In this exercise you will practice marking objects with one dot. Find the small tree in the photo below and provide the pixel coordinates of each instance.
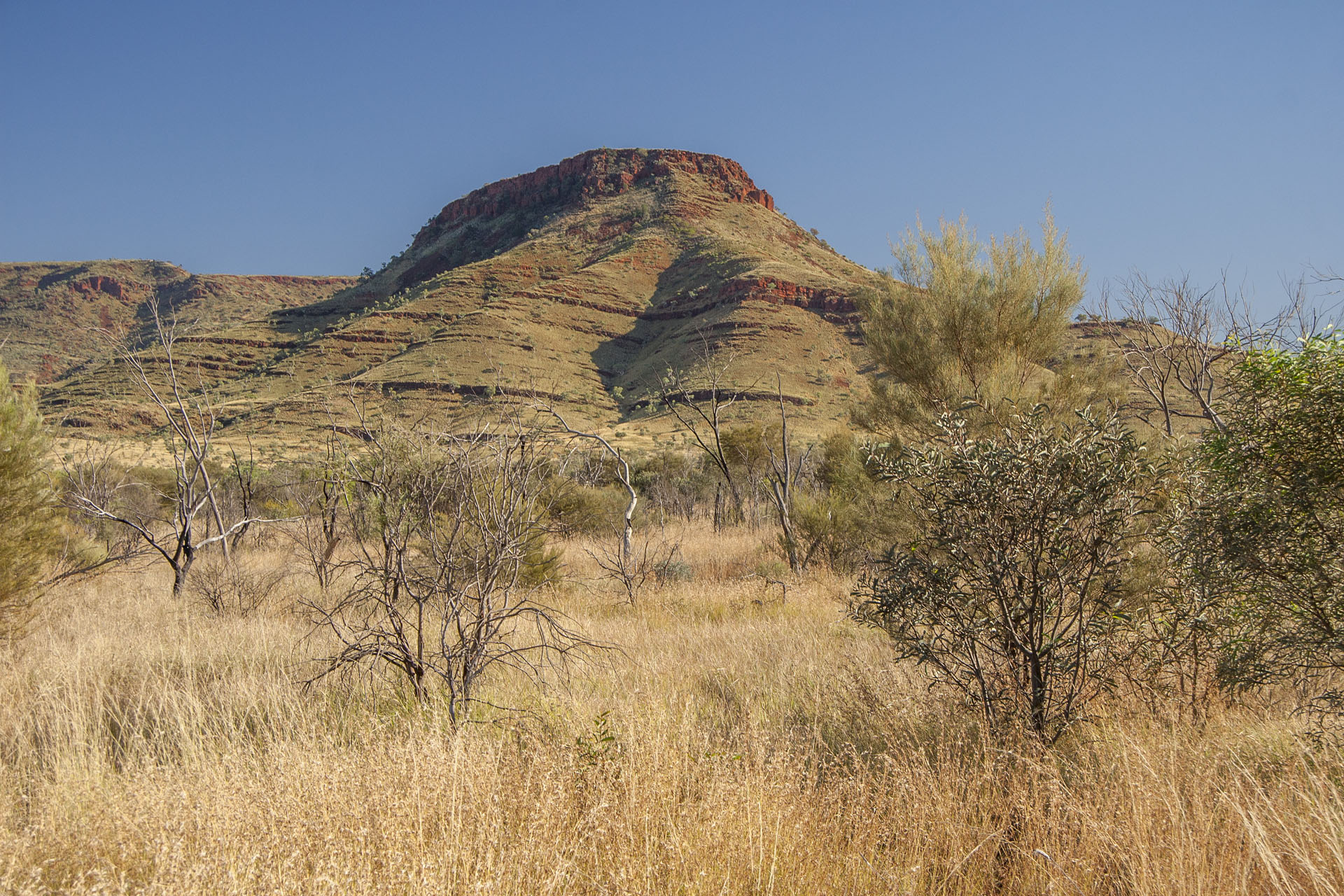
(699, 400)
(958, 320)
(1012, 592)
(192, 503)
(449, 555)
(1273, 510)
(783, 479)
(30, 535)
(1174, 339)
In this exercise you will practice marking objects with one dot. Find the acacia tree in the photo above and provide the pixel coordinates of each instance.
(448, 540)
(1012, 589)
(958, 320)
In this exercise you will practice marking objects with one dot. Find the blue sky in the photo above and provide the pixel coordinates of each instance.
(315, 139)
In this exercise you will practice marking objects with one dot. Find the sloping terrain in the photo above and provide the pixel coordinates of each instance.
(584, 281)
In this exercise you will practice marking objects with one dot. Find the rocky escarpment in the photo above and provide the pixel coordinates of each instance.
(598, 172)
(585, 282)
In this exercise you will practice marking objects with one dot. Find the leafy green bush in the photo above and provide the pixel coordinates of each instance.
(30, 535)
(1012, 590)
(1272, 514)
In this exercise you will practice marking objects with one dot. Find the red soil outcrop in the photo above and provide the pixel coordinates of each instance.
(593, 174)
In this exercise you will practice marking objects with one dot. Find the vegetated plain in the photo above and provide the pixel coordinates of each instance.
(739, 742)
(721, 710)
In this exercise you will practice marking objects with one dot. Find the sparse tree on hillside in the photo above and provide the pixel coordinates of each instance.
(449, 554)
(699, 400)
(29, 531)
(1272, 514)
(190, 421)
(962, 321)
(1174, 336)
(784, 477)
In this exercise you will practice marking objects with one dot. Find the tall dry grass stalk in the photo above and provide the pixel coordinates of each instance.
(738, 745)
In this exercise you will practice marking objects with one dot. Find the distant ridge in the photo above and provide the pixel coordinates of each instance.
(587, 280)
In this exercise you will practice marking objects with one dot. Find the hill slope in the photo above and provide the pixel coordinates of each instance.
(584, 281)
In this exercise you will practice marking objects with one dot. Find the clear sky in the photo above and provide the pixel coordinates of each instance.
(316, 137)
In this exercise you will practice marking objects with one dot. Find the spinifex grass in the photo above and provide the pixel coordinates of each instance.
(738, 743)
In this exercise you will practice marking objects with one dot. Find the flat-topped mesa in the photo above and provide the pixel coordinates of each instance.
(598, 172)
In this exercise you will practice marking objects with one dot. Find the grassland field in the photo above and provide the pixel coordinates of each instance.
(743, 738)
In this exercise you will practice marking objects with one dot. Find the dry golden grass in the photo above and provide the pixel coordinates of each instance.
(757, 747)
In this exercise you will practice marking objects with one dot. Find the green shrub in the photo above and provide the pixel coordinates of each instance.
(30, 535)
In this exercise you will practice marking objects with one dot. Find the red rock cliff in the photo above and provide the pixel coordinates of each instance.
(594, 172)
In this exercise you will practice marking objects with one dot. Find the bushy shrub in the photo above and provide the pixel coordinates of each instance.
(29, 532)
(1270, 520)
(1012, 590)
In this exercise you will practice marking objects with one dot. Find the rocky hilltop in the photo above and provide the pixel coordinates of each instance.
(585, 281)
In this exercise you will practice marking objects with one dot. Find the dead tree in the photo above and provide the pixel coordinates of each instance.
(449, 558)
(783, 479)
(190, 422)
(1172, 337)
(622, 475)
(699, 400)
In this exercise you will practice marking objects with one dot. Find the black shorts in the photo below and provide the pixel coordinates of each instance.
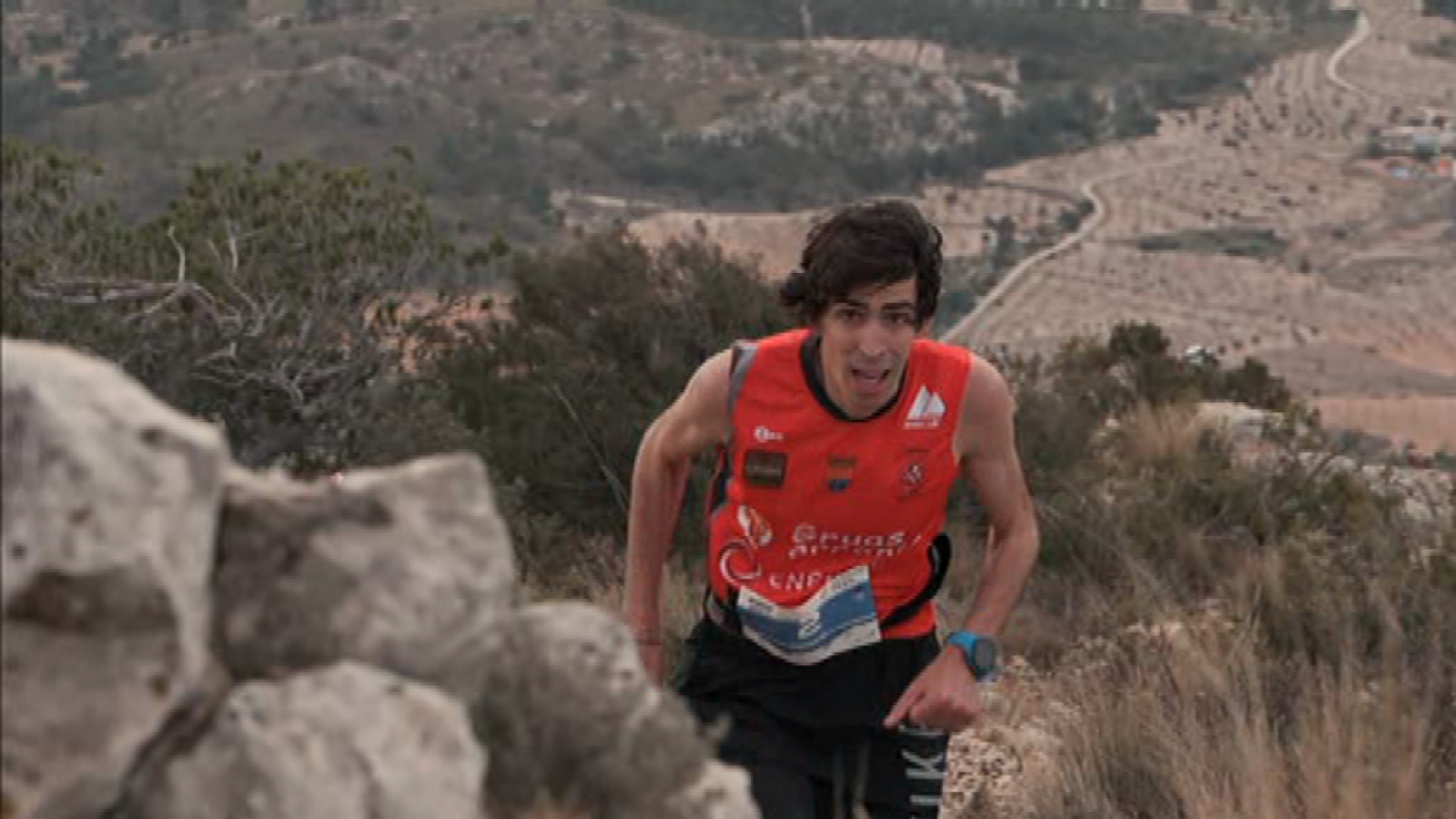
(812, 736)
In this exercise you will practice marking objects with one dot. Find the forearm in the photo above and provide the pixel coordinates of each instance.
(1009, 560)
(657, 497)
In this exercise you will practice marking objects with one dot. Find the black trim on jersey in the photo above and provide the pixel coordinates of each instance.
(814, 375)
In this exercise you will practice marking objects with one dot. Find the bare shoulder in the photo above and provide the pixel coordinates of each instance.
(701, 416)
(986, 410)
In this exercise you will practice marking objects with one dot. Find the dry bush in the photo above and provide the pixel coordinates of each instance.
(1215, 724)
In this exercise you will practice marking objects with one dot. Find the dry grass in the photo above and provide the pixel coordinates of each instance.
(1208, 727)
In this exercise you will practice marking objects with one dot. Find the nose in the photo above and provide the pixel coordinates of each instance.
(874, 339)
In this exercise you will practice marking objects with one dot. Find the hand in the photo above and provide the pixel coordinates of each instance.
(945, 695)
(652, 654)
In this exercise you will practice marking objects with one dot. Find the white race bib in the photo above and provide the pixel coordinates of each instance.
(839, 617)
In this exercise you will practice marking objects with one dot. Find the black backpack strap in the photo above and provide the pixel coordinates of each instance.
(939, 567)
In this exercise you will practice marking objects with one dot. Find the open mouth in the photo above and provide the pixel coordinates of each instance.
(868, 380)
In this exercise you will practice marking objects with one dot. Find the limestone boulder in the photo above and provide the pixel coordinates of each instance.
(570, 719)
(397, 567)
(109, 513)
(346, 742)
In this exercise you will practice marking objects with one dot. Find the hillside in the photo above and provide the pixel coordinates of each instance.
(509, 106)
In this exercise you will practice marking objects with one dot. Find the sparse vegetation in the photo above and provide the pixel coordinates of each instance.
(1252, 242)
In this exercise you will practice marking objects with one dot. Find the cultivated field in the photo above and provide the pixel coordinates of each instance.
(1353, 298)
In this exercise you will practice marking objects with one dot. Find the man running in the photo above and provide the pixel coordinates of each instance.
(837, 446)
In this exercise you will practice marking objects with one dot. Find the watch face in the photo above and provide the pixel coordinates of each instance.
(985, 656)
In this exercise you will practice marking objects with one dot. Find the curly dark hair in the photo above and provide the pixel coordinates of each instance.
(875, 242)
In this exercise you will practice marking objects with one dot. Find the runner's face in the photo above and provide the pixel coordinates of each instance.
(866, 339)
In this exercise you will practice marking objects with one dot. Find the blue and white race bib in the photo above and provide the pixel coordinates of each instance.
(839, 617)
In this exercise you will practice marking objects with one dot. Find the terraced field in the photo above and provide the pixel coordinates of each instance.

☆ ☆ ☆ ☆ ☆ ☆ ☆

Arrange every line of the entries above as a Markdown table with the columns Index and Content. Number the rows in sequence, skip blank lines, and omit the pictures.

COMPLETE RESPONSE:
| Index | Content |
|---|---|
| 1 | In this exercise you will practice marking objects with one dot. Find the small tree in the photo below and provide the pixel coordinates of each instance. |
| 2 | (699, 400) |
| 3 | (958, 320) |
| 4 | (1012, 592) |
| 5 | (192, 503) |
| 6 | (449, 555) |
| 7 | (1273, 510) |
| 8 | (783, 479) |
| 9 | (30, 535) |
| 10 | (1174, 339) |
| 11 | In this exercise you will practice marking objects with one dot. Find the acacia tree in the photo above and provide the pixel coordinates of each instance. |
| 12 | (448, 540) |
| 13 | (1012, 589) |
| 14 | (958, 320) |
| 15 | In this exercise you will practice marking objects with one dot. Find the blue sky in the photo above and provide the pixel coordinates of each instance. |
| 16 | (315, 139) |
| 17 | In this exercise you will practice marking objects with one dot. Find the sloping terrain in the photo above and provide the pixel coordinates of each instance. |
| 18 | (584, 281) |
| 19 | In this exercise you will practice marking objects with one dot. Find the rocky escarpment in the photo above and provide the pixel coordinates of each instance. |
| 20 | (598, 172) |
| 21 | (585, 282) |
| 22 | In this exercise you will practice marking objects with one dot. Find the leafy green bush in the photo above and provide the pixel coordinates of each instance. |
| 23 | (30, 535) |
| 24 | (1012, 590) |
| 25 | (1272, 514) |
| 26 | In this exercise you will practice marking objects with one dot. Find the red soil outcrop in the photo above and provide the pixel coordinates of each instance. |
| 27 | (593, 174) |
| 28 | In this exercise you will practice marking objects with one dot. Find the vegetated plain in the photo above and provide the pixel coordinates of each instance. |
| 29 | (739, 742) |
| 30 | (721, 710) |
| 31 | In this exercise you will practice marking objects with one dot. Find the sparse tree on hillside in the photo above and provide the pixel coordinates of each instance. |
| 32 | (449, 554) |
| 33 | (699, 400) |
| 34 | (29, 531) |
| 35 | (1272, 514) |
| 36 | (190, 421) |
| 37 | (962, 321) |
| 38 | (1174, 336) |
| 39 | (784, 477) |
| 40 | In this exercise you will practice marking objects with one dot. Find the tall dry grass stalk in the photo above and provide the pixel coordinates of each instance. |
| 41 | (738, 745) |
| 42 | In this exercise you will practice marking objects with one dot. Find the distant ridge in the photo above and provide the pixel coordinates of each instance. |
| 43 | (587, 280) |
| 44 | In this exercise you will practice marking objects with one dot. Find the hill slope in the photo above and provide the pixel coordinates of each instance. |
| 45 | (584, 281) |
| 46 | In this exercise you will practice marking objects with one dot. Find the clear sky in the photo above and provide the pixel coordinates of each instance. |
| 47 | (316, 137) |
| 48 | In this exercise you will practice marking objects with one dot. Find the spinifex grass in the photo above and provide the pixel coordinates of each instance. |
| 49 | (738, 743) |
| 50 | In this exercise you will practice marking objects with one dot. Find the flat-topped mesa in the photo above and provide the pixel coordinates of each instance. |
| 51 | (598, 172) |
| 52 | In this exercise you will practice marking objects with one dot. Find the grassland field in the photo above and provide the pixel coordinates of each instance. |
| 53 | (743, 738) |
| 54 | In this exercise you will practice marking objects with one dot. Find the dry golden grass in the photo above and provide the pixel coordinates of each instance. |
| 55 | (757, 747) |
| 56 | In this exercise you will practice marking objects with one dot. Find the green shrub in the photo above and provide the pixel coordinates of each instance. |
| 57 | (30, 535) |
| 58 | In this exercise you will practice marking objects with one dot. Find the red rock cliff in the photo above and provide the pixel coordinates of each instance. |
| 59 | (594, 172) |
| 60 | In this exercise you will practice marking objects with one dot. Find the bushy shrub in the photo above and provide the pixel coordinates of each instance. |
| 61 | (29, 532) |
| 62 | (1270, 520) |
| 63 | (1012, 590) |
| 64 | In this exercise you will practice marking objects with one dot. Find the rocky hilltop in the photo above and provide the pixel coordinates of each instance. |
| 65 | (585, 281) |
| 66 | In this exercise you will practice marking objects with one dot. Find the dead tree in the photo above and provide the pixel coordinates of each instance. |
| 67 | (449, 558) |
| 68 | (783, 479) |
| 69 | (190, 422) |
| 70 | (1172, 337) |
| 71 | (622, 475) |
| 72 | (699, 400) |
| 73 | In this exercise you will practice marking objects with one dot. Find the black shorts in the photo below and provide the pixel coordinates of each instance. |
| 74 | (812, 736) |
| 75 | In this exercise you will practice marking objects with one dot. Find the forearm in the photo above and provide the pixel coordinates of each instance. |
| 76 | (1009, 560) |
| 77 | (657, 497) |
| 78 | In this exercise you will practice marking objects with one dot. Find the black trim on jersey in the photo above and provide the pixel coordinates of each instance. |
| 79 | (814, 375) |
| 80 | In this exercise you will practice marking objects with one dot. Find the bare shoulder in the photo above and provide the pixel coordinates of each instance. |
| 81 | (701, 416) |
| 82 | (986, 410) |
| 83 | In this exercise you will practice marking objects with one dot. Find the dry bush in the photo above and provide the pixel coordinates of each instance. |
| 84 | (1215, 724) |
| 85 | In this exercise you will practice marking objects with one dot. Find the dry grass in the photo above and provide the pixel coordinates of each instance. |
| 86 | (1208, 727) |
| 87 | In this exercise you will practice marking objects with one dot. Find the nose in the photo above and provide the pixel coordinates of each instance. |
| 88 | (874, 339) |
| 89 | In this exercise you will practice marking objects with one dot. Find the hand in the photo above and provide the pixel coordinates of each instance. |
| 90 | (945, 695) |
| 91 | (652, 654) |
| 92 | In this exercise you will practice marking objects with one dot. Find the white race bib in the photo above and provide the pixel coordinates of each instance. |
| 93 | (839, 617) |
| 94 | In this exercise you will practice marking objects with one dot. Find the black backpack strap in the photo above and provide the pixel coordinates of each instance. |
| 95 | (939, 567) |
| 96 | In this exercise you will practice marking objects with one dot. Find the open mouth in the photo above and provide the pixel coordinates of each instance. |
| 97 | (868, 380) |
| 98 | In this exercise you will practice marking objects with one dot. Find the limestone boulder in the photo above and provide the pixel coordinates of each instance. |
| 99 | (570, 719) |
| 100 | (397, 567) |
| 101 | (109, 513) |
| 102 | (346, 742) |
| 103 | In this exercise you will practice marking objects with one dot. Find the hillside in the photo above and provide the pixel coordinates of each instance. |
| 104 | (509, 106) |
| 105 | In this exercise you will practice marking objects with one dot. Find the sparse vegetation in the photo above and provide the pixel coordinates of each instance. |
| 106 | (1252, 242) |
| 107 | In this exercise you will practice marking objects with one dot. Find the cultivated field in the photo above and provide the pixel coordinates of each instance. |
| 108 | (1353, 298) |
| 109 | In this exercise you will practice marking objects with one dot. Find the man running in the photo above and provide the pixel coordinates of each instance. |
| 110 | (837, 446) |
| 111 | In this exercise you will practice marking objects with one dot. Find the watch face in the photo above and provide the pixel coordinates of each instance. |
| 112 | (985, 656) |
| 113 | In this exercise you will practice marking objects with one dot. Find the curly dark hair in the photo above and provide the pixel coordinates of each instance. |
| 114 | (875, 242) |
| 115 | In this exercise you will practice marking objects with one dot. Find the runner's face in the photo above and provide the pixel coordinates of each instance. |
| 116 | (866, 339) |
| 117 | In this exercise you will practice marking objects with one dot. Find the blue and white race bib in the photo above and provide the pixel coordinates of each instance. |
| 118 | (839, 617) |
| 119 | In this exercise you will practice marking objects with one dot. Find the terraced field in the photo above and provide the pixel coordinates of each instance. |